The task:
A complete answer lists every line of the material where the string "below" occurs.

== Segment start ==

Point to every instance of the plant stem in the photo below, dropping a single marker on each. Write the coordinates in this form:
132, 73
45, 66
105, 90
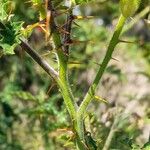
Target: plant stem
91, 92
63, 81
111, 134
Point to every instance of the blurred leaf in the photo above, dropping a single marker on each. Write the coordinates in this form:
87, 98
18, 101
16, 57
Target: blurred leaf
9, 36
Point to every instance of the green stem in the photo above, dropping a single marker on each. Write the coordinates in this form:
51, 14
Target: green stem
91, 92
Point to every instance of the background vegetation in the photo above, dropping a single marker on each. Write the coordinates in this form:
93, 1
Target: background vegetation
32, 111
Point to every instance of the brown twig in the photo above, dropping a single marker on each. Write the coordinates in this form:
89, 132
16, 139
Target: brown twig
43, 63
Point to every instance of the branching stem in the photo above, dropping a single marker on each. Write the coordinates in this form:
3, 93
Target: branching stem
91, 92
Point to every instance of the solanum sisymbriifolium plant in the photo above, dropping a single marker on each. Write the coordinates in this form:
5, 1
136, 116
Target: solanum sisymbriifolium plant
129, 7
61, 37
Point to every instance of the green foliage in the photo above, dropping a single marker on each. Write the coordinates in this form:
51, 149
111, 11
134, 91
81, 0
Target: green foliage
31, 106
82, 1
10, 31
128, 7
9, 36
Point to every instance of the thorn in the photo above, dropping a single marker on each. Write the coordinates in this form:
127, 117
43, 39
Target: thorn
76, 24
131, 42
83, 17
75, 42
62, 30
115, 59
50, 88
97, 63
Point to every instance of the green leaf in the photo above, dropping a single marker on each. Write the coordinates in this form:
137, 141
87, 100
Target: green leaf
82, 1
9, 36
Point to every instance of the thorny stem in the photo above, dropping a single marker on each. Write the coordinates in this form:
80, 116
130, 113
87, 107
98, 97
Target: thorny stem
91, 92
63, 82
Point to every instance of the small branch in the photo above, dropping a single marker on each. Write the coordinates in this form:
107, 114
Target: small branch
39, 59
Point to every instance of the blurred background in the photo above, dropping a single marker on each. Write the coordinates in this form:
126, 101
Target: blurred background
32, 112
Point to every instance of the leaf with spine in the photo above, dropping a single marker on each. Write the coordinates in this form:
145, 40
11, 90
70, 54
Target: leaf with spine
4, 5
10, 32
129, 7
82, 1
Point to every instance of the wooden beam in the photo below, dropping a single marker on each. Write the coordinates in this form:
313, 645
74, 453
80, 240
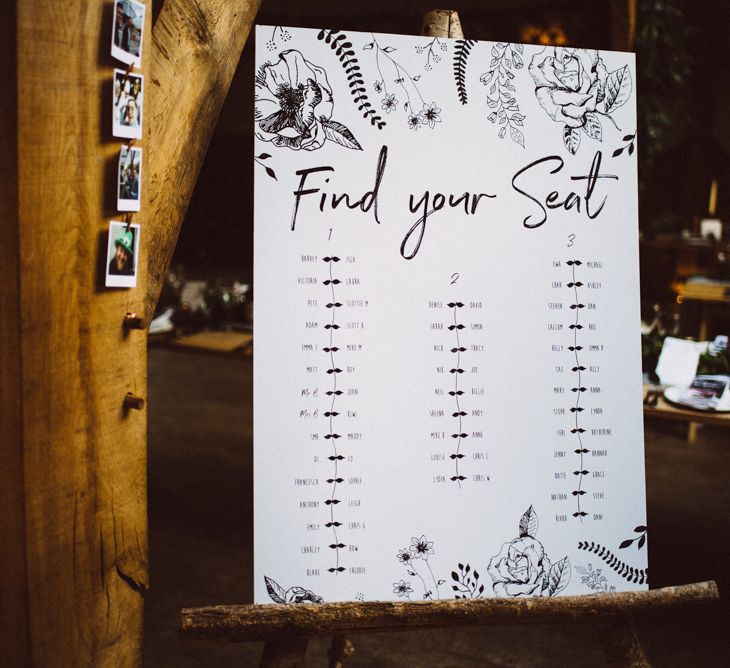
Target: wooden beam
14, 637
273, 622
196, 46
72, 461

== Segment end ==
== Segment start ==

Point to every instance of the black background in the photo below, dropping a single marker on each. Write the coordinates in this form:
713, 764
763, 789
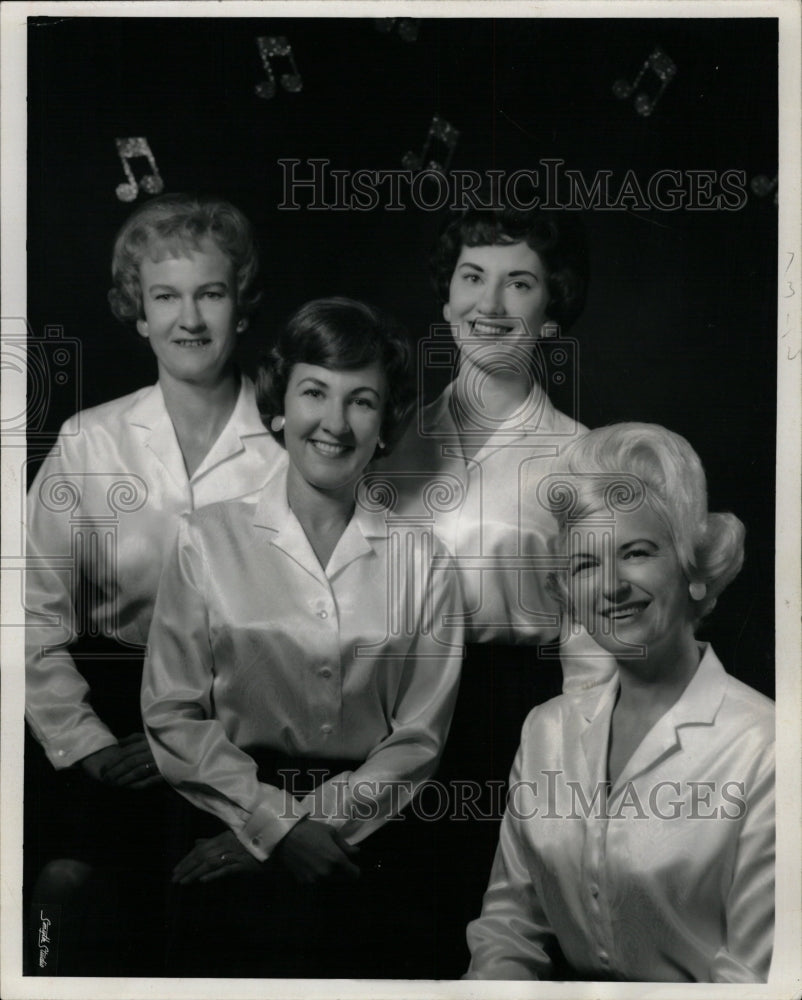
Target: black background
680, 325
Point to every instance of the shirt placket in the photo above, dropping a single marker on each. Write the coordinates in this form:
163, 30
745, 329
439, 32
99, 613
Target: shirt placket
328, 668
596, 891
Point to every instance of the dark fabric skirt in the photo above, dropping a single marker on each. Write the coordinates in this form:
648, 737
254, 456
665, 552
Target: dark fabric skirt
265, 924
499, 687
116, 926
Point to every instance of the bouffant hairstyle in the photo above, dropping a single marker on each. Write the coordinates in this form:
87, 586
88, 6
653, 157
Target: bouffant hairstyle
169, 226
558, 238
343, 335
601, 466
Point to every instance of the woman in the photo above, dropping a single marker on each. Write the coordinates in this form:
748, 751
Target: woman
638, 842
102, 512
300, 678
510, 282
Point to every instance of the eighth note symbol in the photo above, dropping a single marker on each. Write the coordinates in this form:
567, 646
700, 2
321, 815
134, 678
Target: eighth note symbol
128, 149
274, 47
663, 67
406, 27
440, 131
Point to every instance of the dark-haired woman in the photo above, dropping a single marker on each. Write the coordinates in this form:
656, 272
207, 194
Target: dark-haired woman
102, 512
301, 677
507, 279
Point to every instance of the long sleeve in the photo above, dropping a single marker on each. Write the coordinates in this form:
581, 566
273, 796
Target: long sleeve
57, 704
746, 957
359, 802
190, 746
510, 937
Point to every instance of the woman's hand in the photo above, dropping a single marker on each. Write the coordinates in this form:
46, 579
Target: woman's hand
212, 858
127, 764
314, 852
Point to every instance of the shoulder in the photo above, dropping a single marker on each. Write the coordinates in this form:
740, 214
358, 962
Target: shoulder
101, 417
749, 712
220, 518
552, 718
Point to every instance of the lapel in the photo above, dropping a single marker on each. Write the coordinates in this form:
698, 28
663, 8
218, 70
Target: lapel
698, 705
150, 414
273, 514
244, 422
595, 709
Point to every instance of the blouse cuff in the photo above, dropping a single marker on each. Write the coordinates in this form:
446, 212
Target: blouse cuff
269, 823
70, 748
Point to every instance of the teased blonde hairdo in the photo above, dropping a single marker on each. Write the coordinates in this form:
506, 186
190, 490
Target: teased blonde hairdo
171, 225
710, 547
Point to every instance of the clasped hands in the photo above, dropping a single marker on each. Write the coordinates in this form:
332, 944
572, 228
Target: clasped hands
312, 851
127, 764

== Segment end ==

Output for this task:
Point to every instance of the plant stem in the photo below, dropping a single marker on each. Write the coordinates in this form:
Point to every instance of the wooden beam in the photo below, dropping a single marker on each. Write the coordinates in this form:
Point to every instance of the black background in the photo below, dropping a single marker on each. Write the coordinates in this form:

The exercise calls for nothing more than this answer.